Sunday, May 06, 2012
Why not a national sales tax?
3,000,000. That’s roughly the number of words in the
IRS tax code. And that doesn’t even include the 6,000,000
plus number of words of IRS regulations. How many people are out there saying, “Yeah,
that’s about what it should be”? Yet, nothing is done to change the system
because, I suppose, it’s just too scary to do something different. Businesses
and individuals spend over 6 billion (yes, billion) hours each year preparing and
filing their taxes. The current system encourages not only tax avoidance, but
tax evasion. And the IRS has a budget of over $10 billion a year in order to
collect what the government is owed.
Why not a national sales tax? How verbose would the tax code have to be for that? How much time would people have to spend to prepare and file their taxes? To what extent could individuals and businesses avoid or evade their taxes? How much smaller would the
IRS and its budget be under this system?

^^^^

TASKS AND EXERCISES:
A. List every figure that the post on a national sales tax gives about the current tax system, along with what each one measures.
B. Pick up the post on a national sales tax after its final sentence and extend it with your own writing.

^^^^

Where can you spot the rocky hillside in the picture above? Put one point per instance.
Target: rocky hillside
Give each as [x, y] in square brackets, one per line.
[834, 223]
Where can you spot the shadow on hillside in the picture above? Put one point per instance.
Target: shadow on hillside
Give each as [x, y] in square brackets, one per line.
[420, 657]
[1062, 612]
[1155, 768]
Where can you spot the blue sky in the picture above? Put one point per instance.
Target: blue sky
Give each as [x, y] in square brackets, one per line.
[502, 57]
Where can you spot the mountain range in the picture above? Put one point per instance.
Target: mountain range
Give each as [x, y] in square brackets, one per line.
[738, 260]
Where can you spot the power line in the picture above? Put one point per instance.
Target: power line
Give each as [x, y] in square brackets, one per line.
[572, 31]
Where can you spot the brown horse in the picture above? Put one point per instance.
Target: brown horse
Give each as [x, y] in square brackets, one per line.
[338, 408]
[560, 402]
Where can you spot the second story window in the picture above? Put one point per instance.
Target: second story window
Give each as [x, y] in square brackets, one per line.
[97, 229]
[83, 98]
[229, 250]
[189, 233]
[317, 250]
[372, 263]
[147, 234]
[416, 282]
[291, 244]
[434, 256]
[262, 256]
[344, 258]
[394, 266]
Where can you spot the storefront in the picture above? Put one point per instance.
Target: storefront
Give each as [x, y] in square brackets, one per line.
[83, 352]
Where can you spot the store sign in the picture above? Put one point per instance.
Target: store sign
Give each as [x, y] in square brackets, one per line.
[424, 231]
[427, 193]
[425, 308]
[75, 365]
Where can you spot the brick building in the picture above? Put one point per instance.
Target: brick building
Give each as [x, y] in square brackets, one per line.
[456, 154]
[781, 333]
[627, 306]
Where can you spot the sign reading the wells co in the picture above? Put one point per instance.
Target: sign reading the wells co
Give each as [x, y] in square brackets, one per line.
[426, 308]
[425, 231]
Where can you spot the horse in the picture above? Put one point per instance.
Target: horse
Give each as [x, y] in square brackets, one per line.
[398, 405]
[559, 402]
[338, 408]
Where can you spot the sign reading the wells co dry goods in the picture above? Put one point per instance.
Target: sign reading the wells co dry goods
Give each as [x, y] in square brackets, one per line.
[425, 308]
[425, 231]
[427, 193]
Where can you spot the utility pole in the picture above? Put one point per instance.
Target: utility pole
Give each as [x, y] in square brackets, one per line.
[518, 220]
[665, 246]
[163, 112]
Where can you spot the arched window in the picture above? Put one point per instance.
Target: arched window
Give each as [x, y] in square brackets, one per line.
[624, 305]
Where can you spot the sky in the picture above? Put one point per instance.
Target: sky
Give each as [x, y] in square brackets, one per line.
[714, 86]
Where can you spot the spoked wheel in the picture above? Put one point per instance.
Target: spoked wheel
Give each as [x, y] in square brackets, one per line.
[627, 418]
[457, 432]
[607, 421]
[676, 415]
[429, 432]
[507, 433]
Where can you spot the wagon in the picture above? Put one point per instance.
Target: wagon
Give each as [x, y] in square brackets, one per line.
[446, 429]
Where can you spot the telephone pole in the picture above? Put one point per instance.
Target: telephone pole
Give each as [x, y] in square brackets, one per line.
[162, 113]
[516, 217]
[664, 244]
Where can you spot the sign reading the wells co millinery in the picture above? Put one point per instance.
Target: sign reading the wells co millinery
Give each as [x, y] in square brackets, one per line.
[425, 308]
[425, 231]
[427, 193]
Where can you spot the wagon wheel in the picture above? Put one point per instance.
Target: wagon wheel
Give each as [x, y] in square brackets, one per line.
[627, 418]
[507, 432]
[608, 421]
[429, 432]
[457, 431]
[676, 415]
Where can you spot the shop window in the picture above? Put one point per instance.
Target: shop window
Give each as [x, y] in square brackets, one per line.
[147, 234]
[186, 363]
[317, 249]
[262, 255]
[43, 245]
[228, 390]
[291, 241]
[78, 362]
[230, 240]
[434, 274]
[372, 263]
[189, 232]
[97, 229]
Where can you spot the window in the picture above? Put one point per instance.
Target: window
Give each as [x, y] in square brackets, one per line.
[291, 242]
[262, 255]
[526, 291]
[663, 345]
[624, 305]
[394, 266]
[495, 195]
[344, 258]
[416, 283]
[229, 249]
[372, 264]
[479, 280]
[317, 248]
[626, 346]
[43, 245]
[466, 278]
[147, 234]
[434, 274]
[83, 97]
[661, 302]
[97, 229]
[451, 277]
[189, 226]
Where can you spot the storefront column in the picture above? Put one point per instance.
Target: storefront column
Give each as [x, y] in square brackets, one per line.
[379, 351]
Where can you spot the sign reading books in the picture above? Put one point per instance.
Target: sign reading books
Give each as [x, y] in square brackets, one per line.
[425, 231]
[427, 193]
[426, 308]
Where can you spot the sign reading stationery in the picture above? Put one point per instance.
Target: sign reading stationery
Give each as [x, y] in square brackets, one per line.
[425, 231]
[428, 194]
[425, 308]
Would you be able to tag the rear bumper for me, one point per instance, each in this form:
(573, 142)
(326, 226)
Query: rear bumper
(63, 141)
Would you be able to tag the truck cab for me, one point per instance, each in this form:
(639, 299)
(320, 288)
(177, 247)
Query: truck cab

^^^^

ANSWERS TO THE EXERCISES:
A.
- 3,000,000: roughly the number of words in the IRS tax code
- 6,000,000 plus: the number of words of IRS regulations
- Over 6 billion: the hours businesses and individuals spend each year preparing and filing their taxes
- Over $10 billion: the IRS's yearly budget for collecting what the government is owed

B.
In addition to being simpler, cheaper, and less susceptible to scofflaws, it promotes both productivity and saving. People don’t make decisions on work versus leisure based on their gross wages, but rather on their take-home pay. Taxing consumption rather than income induces individuals to work more because they know they will get to keep what they earn. And now that the money is in the workers’ pockets, they decide for themselves whether to make a purchase, and thus pay taxes, or to save. The decision shifts from “work or leisure” to “consume or save”. Because of this shift, people will have more incentive to save and this will mean that they will tend to carry less debt and be better able to fund their retirement.
One main argument against a national sales tax is the thought of it being a regressive tax. The less income one earns, the greater the proportion of that income that must be spent on necessities. Those who earn greater incomes are in a better position to forgo consumption and instead save. However, this easily can be overcome. Certain goods could be exempted from the tax. For instance, food, medicine, gasoline, used cars, and electricity could be completely exempt. A house or new car could be taxed only on the price above the median. Clothing, too, under a certain purchase price, could be exempted. In addition, rebates and credits, just like the Earned Income Tax Credit does now, could be granted to offer protection to the poor.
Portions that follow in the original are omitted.